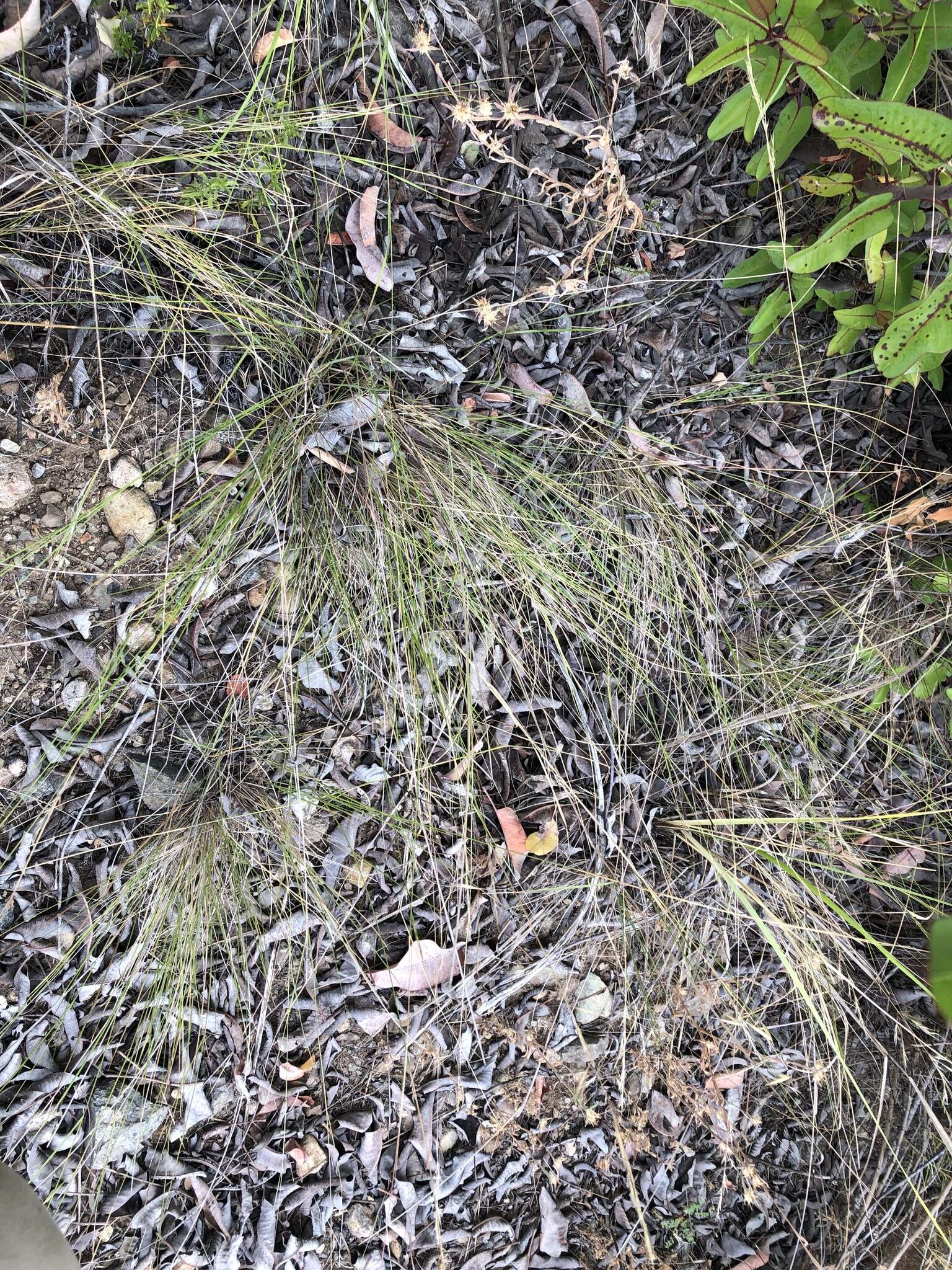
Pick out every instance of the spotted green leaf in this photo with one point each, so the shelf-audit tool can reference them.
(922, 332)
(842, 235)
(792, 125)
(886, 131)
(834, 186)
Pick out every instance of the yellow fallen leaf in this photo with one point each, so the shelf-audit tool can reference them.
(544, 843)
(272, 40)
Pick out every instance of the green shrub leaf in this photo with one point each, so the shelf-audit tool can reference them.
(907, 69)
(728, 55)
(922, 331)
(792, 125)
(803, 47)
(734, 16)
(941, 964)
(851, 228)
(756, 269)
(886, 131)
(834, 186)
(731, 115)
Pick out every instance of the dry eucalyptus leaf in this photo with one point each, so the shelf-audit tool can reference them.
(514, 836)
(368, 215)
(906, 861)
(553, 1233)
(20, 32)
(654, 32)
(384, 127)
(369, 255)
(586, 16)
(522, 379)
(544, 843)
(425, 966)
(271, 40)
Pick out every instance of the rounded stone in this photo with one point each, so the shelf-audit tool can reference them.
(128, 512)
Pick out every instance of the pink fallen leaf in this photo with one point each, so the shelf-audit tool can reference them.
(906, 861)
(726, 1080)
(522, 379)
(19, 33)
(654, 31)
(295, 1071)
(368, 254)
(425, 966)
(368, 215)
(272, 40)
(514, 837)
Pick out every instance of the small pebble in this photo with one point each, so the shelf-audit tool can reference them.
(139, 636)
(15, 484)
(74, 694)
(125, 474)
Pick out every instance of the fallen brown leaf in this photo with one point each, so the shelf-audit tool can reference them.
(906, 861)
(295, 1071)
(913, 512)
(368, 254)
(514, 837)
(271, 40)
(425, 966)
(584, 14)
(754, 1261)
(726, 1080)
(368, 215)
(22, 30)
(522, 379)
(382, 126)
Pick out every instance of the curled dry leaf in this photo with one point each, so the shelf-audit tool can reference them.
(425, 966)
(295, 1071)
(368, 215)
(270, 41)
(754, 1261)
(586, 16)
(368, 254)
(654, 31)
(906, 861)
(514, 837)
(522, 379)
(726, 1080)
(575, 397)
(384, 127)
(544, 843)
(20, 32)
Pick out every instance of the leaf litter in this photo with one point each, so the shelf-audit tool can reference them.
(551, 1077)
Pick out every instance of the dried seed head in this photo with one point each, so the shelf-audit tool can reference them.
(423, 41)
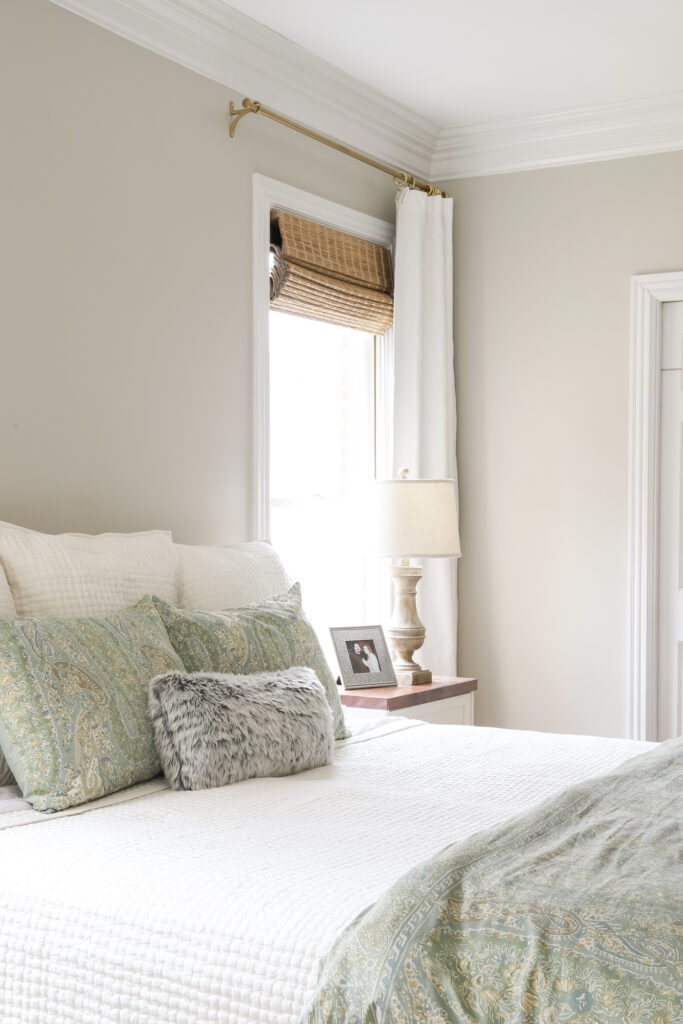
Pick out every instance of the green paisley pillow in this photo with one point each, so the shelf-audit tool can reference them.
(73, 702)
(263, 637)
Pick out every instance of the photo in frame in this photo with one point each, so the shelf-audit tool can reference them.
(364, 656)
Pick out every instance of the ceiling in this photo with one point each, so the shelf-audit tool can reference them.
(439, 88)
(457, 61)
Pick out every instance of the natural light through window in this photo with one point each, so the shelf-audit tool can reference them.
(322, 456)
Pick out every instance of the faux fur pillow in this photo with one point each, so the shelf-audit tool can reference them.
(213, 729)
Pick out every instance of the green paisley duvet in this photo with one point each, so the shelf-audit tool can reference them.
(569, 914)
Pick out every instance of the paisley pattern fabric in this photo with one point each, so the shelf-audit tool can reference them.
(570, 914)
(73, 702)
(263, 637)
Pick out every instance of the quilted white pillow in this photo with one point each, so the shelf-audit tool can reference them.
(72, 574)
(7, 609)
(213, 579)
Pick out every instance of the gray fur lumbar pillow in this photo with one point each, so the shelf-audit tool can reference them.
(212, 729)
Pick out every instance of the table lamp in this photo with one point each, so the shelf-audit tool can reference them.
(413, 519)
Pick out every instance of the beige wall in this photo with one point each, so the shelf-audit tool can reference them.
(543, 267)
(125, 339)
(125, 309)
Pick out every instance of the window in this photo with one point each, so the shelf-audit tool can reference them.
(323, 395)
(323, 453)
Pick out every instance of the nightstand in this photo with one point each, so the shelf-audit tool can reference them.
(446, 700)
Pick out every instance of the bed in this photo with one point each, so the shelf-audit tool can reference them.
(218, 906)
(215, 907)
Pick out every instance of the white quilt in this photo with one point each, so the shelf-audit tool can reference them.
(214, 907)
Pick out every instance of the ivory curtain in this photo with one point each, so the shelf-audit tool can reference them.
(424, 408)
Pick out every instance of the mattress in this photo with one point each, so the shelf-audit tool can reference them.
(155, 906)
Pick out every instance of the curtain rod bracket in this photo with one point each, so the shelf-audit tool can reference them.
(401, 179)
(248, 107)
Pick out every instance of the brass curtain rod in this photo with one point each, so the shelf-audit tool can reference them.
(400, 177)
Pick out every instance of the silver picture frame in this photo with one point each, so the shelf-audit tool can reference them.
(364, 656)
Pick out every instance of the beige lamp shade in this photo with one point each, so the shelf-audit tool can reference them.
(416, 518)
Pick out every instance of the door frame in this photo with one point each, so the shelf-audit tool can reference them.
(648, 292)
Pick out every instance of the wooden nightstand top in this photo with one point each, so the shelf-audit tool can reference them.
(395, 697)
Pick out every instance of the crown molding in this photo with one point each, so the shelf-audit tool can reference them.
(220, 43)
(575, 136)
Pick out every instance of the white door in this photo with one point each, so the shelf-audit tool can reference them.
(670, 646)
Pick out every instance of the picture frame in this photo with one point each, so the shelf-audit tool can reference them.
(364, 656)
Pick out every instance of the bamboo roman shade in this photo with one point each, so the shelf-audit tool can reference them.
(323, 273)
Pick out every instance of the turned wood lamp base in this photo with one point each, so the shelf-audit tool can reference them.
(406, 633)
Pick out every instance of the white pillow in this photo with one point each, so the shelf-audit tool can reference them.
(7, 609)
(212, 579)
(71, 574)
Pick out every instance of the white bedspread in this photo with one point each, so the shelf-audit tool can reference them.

════════════════

Drop the images and return the data verbatim.

Pick out every instance of the spotted green leaf in this photo with one point each, so the shelf-audit tool can reference them.
(922, 332)
(842, 235)
(792, 125)
(886, 131)
(834, 186)
Pick out every instance of the yellow fallen leaf in this photo with one point each, so the shelf-audit tool can reference them.
(544, 843)
(272, 40)
Pick out every instance of the green shrub leaf in this photo with one point each, so the shelf-audit tool can reference them.
(907, 69)
(728, 55)
(922, 331)
(792, 125)
(803, 47)
(734, 16)
(941, 964)
(851, 228)
(756, 269)
(886, 131)
(834, 186)
(731, 115)
Pick out every instance of the dry eucalyptus leaf in this photo with one point each, so the shelf-audit tool can reference them.
(514, 836)
(368, 215)
(906, 861)
(553, 1233)
(20, 32)
(654, 32)
(384, 127)
(369, 255)
(586, 16)
(522, 379)
(544, 843)
(425, 966)
(271, 40)
Pick out every instance of the rounded stone in this photo with one point each, so the shelf-audit tool can reference them.
(128, 512)
Pick out every instance of the pink fallen leaf in this photo with one point each, so the shelf-audit tool can reference them.
(906, 861)
(726, 1080)
(522, 379)
(19, 33)
(654, 31)
(295, 1071)
(368, 254)
(425, 966)
(368, 215)
(272, 40)
(514, 837)
Pick out every instance of the small pebble in this photo with one point each, so the shelf-audit tool can reference them.
(139, 636)
(15, 484)
(74, 694)
(125, 474)
Pick out every instance of the fallen brown leaf in this photo with one point each, so the shelf-audit tool can reference them.
(906, 861)
(295, 1071)
(913, 512)
(368, 254)
(514, 837)
(271, 40)
(425, 966)
(584, 14)
(754, 1261)
(726, 1080)
(368, 215)
(22, 30)
(522, 379)
(382, 126)
Pick out every instance of the curled dry leaf in this photo with one point each, so the shelf-audit tool can reference them.
(425, 966)
(295, 1071)
(368, 215)
(270, 41)
(754, 1261)
(586, 16)
(368, 254)
(654, 31)
(906, 861)
(514, 837)
(522, 379)
(726, 1080)
(575, 397)
(384, 127)
(544, 843)
(20, 32)
Pick out every instance of the leaf litter in this photo with one point each, so the shelf-audit tool can reference them.
(551, 1077)
Pick out every instance of the dried seed head in this photo with one point each, so the shelf-audit tool can reference them.
(423, 41)
Pick out every instance of the green paisley pillow in this photo with one point each, so the shelf-audit tool can reference them.
(73, 702)
(263, 637)
Pick out every instance of the photo in frame in this photo with one point each, so the shelf-audit tool can reference them.
(364, 656)
Pick out every instance of the ceiling in this photo with one point each, so the shelf-audit tool can reference them.
(439, 88)
(457, 61)
Pick out every instance of the natural light through window in this photo with one point each, so the shelf-audit tool can reference them.
(322, 456)
Pick out every instance of the faux fur pillow in this photo with one point each, so the shelf-audit tool can reference them.
(213, 729)
Pick out every instance of the green paisley duvet in this photo with one point each, so the shelf-audit tool can reference them.
(569, 914)
Pick out every instance of the paisley pattern fabric in this photo with one point each, so the shelf-audit tool can reference them.
(570, 914)
(73, 702)
(263, 637)
Pick out every instance of the quilted white pillow in this photo with one point each, so the shelf-audit tool can reference them.
(72, 574)
(7, 609)
(213, 579)
Pick out every instance of the gray fur lumbar pillow in this photo with one point each, so the shelf-audit tool can reference them.
(212, 729)
Pick out every instance of the table lamp in this photo with one point each, so the shelf-audit tool can reference them.
(413, 519)
Pick out every instance of the beige wall in this photo with one point each, so the shelf-audit tool can reference them.
(543, 267)
(125, 339)
(125, 309)
Pick out every instance of the window in this photo with one point each, so the shelf-audit tool can reference them.
(323, 395)
(323, 453)
Pick out every instance of the nightstand in this photo with one point each, so the shelf-audit tool can reference them.
(446, 700)
Pick out every instance of the bed in this photo with one point each, so the shelf-audit tool can reference them.
(218, 906)
(215, 907)
Pick out every instance of the white quilt in this photo with one point each, so the shelf-audit tool can reference them.
(214, 907)
Pick out every instance of the ivory curtain in this photo with one point each, so the shelf-audit tool can reference them.
(424, 408)
Pick out every instance of the mattress in this photo with one point each, so the shelf-audit tool can reference them.
(155, 906)
Pick out every instance of the curtain rod bracket in this photo with one point each, so the shelf-audit tool can reference them.
(401, 179)
(248, 107)
Pick out every instance of the brass curtain rod in this photo with one point each, so the shelf-audit tool can reference them.
(400, 177)
Pick out every instance of the silver picture frame in this photo with one point each, so the shelf-audit tool can reference them.
(364, 656)
Pick out every instance of the beige lamp shade in this photo with one point each, so the shelf-audit tool can reference them.
(416, 518)
Pick out every instance of the door frame in this photo with one point each, so the shelf-audit tool can reference them.
(648, 292)
Pick out every instance of the wooden nightstand top in this photo with one point each, so the shelf-audit tool can reference them.
(395, 697)
Pick out every instance of the crown molding in this photo with one point each, so the shelf-audit tool can reference them.
(220, 43)
(575, 136)
Pick out every instance of the white door in this photo with one point each, so the shelf-audit tool can reference them.
(670, 646)
Pick out every instance of the picture frame in this photo with one point each, so the shelf-audit tool can reference them.
(364, 656)
Pick out every instance of the bamboo roman shade in this photo with one point each, so the shelf-audit tool can reference them.
(323, 273)
Pick out every instance of the turned wood lamp base in this photo with one point each, so the shelf-audit tool can reference them.
(406, 633)
Pick out every instance of the white pillow in this photo with one point each, so the shelf-audit tool can reference them.
(7, 609)
(212, 579)
(71, 574)
Pick out every instance of the white bedspread in this photo with one point each, so the shelf-audit tool can reference them.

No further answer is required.